* _Document segment_:
-=-=-=-=-
Elvis Costello recorded a cover version of the song in 1999. This version, produced by Trevor Jones, was featured over the opening and final sequences of the film Notting Hill and charted throughout Europe. (wikipedia) (my emph.)

[peaked at 19 in the UK ... all those "dashes" are countries (incl. the US) where it didn't chart at all]

• • •

The hardest part of this puzzle was spelling MATRYOSHKA. In my head, the word sounds like "matruschka" (ma-TROO-shka), so the middle of the grid was something of an adventure, but otherwise, this theme presented almost no problems. It was clear right away, with the first themer I encountered (5D), what was going on. I had the "C-L" part, could see that the outer answer was going to be CUTS, put the "TS" at the end, and then used a couple more crosses to put the whole thing together. After that, I never looked at a "nesting" clue beyond the outer layer. That is, I'd get the front end from crosses, I'd read the clue, I'd put the back end in from there, and then, with whatever crosses I had in place, I'd just eyeball it and write in a word. I like to get a bunch of crosses in place before I ever look at a longer clue, generally, and today, that worked well. The beginning and end of the answer, plus whatever I had in the middle from crosses, just gave me the answer easily. The concept here is clever, but for me, the fun was over fast, and the revealer was exceedingly anticlimactic. I could see they were nesting—that was obvious from the clues themselves. MATRYOSHKA DOLLS is the appropriate metaphor, but as a solver, it felt redundant. It "revealed" nothing. Gave me a "hint" to nothing. It was explaining something to me that I could already see clearly. So the puzzle didn't have the zing it might. And like I said, I didn't even need the "inner" clues of the themers.  Execution seems well done (no idea how hard it is to find answers that break into nestable parts like this). The perfect symmetry on the nested answers is impressive, and it extends to the cluing (theme clues are all composed of two-word clues, where one word is in the front half of the clue and the other in the back half). So it's architecturally interesting, but a bit of a dud to solve. Anti-climactic, for sure.
-=-=-=-=-
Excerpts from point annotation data
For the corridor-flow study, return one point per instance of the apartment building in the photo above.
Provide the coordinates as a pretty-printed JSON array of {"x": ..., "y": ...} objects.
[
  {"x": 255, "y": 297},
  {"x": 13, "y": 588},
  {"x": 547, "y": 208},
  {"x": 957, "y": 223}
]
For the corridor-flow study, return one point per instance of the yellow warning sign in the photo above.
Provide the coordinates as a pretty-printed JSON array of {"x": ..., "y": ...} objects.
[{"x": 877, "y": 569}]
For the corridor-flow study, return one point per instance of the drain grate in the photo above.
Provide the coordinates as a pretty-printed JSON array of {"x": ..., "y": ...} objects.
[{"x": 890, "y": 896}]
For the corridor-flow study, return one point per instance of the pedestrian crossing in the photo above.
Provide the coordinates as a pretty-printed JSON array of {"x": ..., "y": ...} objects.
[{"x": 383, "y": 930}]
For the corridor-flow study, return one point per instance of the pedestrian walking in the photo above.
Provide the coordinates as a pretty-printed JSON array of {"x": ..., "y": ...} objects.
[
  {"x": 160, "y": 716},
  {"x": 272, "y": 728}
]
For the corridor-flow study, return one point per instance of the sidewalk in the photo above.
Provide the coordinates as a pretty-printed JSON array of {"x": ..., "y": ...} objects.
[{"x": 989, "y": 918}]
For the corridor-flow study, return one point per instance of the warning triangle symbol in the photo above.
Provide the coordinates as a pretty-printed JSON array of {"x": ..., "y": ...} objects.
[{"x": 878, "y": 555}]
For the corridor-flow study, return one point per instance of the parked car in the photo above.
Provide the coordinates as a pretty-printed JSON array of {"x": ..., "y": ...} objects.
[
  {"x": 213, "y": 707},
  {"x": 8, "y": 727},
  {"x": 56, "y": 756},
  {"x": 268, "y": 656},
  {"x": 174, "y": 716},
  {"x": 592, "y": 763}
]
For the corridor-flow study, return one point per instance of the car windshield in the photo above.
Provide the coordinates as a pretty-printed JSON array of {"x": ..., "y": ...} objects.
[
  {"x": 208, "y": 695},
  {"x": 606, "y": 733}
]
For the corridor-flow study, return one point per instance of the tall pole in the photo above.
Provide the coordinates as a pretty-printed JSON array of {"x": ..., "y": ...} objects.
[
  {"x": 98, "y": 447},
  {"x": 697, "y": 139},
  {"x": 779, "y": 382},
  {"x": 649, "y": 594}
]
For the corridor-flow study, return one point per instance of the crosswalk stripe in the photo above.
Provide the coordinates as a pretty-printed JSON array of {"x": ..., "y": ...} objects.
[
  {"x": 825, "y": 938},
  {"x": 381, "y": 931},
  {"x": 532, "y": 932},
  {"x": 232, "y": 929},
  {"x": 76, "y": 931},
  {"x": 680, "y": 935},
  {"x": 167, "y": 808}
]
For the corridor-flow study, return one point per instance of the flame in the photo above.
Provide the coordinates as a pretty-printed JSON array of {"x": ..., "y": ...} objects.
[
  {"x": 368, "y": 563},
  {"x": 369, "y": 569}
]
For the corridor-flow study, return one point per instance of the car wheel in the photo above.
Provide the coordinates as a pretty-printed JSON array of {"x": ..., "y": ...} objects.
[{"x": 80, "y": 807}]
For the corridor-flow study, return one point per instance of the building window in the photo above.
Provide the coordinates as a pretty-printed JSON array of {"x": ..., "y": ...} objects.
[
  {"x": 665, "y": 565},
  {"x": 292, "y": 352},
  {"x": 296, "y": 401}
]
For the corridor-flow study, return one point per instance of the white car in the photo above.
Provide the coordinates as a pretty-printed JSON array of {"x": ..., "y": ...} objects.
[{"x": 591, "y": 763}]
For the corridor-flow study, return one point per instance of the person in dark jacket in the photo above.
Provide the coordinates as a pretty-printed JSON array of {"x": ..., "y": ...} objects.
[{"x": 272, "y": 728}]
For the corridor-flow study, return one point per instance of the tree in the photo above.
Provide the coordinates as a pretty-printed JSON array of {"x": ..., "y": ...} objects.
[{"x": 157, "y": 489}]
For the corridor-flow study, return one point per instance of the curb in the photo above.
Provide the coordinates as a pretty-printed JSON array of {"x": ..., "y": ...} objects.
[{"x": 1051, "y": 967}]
-=-=-=-=-
* _What you will do_:
**a.** According to the puzzle commentary, what was the hardest part of the puzzle?
**b.** Reproduce the passage of the puzzle commentary starting at "Elvis Costello recorded a" and ending at "(wikipedia) (my emph.)".

* _Responses per task_:
**a.** Spelling MATRYOSHKA.

**b.**
Elvis Costello recorded a cover version of the song in 1999. This version, produced by Trevor Jones, was featured over the opening and final sequences of the film Notting Hill and charted throughout Europe. (wikipedia) (my emph.)